__OBJECTIVE__: List every line in the records below that contains the string "sleeve", matching case exactly.

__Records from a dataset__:
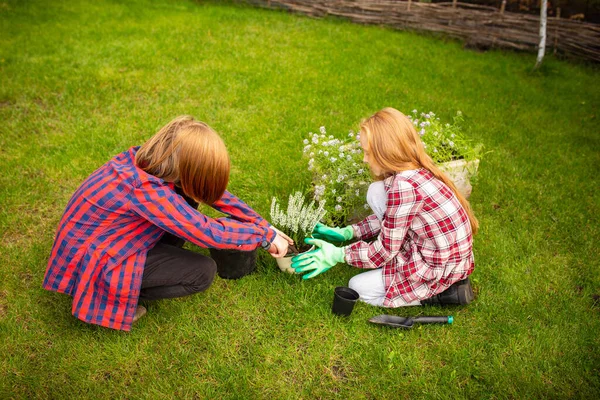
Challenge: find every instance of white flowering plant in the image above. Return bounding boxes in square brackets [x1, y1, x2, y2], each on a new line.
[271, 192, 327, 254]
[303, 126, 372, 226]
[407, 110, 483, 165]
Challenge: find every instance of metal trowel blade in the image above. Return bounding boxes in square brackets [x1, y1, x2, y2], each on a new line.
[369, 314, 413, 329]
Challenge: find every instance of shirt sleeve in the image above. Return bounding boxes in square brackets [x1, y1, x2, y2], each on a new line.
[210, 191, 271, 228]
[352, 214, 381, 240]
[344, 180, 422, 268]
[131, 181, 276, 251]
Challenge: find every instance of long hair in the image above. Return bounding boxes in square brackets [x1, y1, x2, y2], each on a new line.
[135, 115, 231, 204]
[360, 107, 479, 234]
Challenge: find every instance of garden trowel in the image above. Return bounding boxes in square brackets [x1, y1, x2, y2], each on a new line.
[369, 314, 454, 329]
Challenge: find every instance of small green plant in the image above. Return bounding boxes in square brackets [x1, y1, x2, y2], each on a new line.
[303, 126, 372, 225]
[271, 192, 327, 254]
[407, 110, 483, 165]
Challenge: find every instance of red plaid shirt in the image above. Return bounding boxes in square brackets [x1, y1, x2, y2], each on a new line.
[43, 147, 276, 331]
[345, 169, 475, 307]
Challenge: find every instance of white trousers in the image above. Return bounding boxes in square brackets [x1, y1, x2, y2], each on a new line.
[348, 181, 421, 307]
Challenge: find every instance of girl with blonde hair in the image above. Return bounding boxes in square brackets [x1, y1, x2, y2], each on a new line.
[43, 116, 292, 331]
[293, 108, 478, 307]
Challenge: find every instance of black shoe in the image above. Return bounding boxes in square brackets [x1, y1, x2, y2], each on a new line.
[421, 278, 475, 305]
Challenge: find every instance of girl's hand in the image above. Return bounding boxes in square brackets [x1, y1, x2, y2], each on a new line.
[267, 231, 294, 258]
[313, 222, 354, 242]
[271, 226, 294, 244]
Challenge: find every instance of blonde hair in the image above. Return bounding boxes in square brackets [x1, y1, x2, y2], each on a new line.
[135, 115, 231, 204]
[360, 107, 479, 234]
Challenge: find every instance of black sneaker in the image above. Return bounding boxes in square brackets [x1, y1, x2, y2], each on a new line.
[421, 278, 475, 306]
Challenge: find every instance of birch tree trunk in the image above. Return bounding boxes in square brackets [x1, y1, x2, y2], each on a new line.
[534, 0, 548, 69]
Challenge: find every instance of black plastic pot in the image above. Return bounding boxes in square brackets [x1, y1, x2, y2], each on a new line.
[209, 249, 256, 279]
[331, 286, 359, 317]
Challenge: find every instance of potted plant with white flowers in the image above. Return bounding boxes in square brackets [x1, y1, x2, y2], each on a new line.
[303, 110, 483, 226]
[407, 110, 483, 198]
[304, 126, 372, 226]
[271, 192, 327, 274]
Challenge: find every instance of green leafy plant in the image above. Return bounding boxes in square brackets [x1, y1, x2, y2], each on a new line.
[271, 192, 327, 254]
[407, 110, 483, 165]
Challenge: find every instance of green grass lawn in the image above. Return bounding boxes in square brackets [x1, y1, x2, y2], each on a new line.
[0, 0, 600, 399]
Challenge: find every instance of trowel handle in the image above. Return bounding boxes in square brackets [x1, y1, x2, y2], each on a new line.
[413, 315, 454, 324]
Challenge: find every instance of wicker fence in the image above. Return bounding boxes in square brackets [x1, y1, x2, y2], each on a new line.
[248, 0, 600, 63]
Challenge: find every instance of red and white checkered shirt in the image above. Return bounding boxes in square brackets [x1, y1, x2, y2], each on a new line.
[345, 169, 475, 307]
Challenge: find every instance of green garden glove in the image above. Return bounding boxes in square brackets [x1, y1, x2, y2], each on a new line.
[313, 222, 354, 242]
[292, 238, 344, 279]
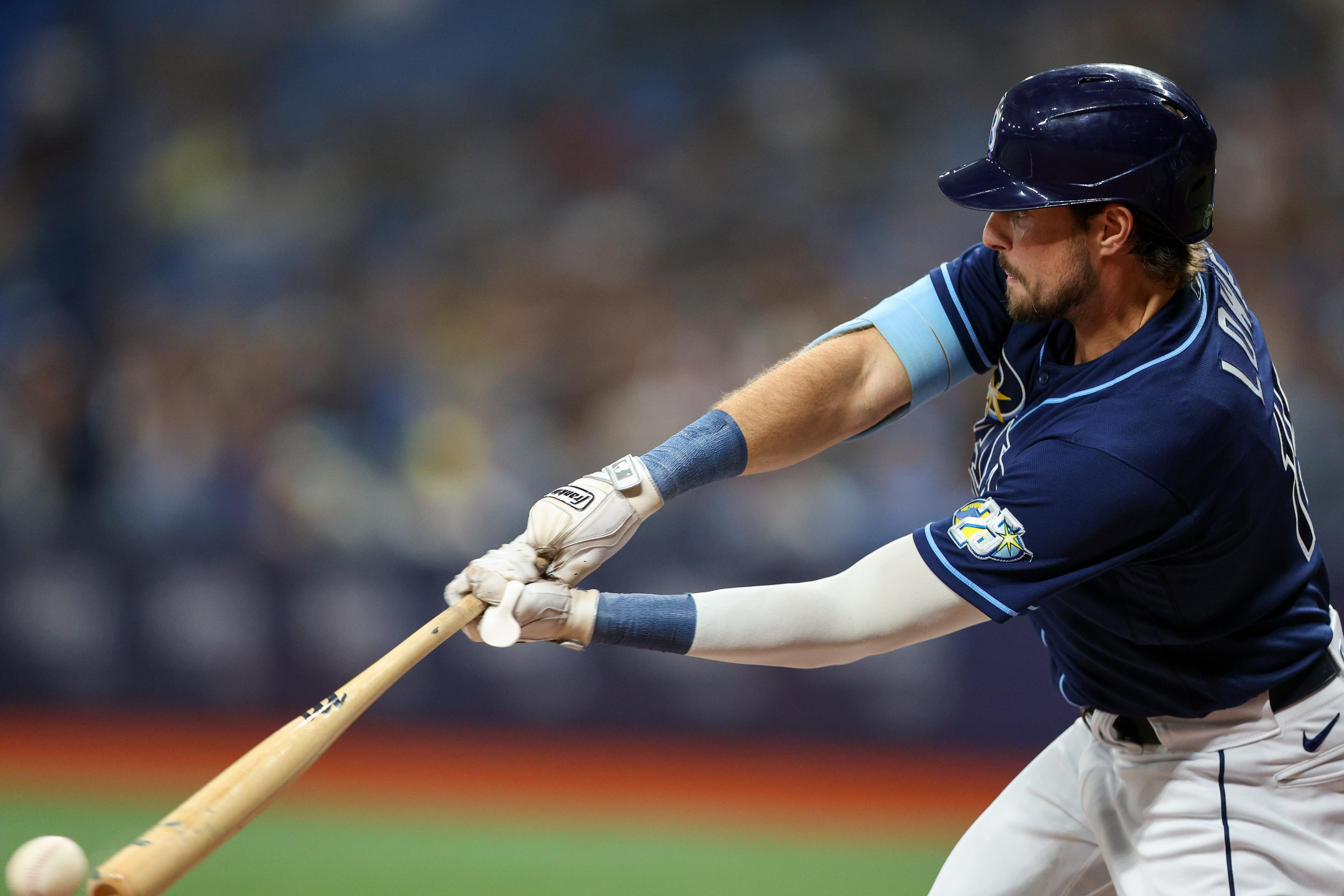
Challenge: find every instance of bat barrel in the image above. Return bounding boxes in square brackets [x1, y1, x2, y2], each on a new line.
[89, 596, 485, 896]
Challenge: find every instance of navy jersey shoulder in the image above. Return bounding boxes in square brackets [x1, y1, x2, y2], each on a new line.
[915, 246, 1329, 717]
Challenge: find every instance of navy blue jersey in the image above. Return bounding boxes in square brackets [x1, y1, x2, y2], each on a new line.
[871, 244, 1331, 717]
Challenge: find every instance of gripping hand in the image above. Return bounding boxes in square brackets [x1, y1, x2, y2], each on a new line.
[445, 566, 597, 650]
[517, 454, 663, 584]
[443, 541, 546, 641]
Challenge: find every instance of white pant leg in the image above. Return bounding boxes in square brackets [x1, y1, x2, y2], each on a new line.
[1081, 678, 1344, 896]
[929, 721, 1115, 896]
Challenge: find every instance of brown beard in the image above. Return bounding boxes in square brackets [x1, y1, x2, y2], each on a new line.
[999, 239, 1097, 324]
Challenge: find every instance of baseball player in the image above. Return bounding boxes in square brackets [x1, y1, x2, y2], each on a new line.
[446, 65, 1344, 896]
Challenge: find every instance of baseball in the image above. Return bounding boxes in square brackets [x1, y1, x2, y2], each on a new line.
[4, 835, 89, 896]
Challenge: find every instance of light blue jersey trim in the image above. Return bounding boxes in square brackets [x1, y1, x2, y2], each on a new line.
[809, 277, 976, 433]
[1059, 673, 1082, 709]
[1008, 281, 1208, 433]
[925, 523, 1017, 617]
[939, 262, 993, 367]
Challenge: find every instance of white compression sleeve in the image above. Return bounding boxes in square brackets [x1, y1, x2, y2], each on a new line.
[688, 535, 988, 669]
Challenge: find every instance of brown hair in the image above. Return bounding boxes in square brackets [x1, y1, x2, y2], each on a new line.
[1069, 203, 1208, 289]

__RESPONSE FOR THIS EXERCISE__:
Challenge: find every instance of shirt sleeve in the image above. Return bounding boxes in square brackets [x1, y1, x2, y2], each on a new line.
Challenge: find every instance of white compression sleeve in the image above. Return bounding boxes in square brackets [x1, y1, x2, y2], each on a new line.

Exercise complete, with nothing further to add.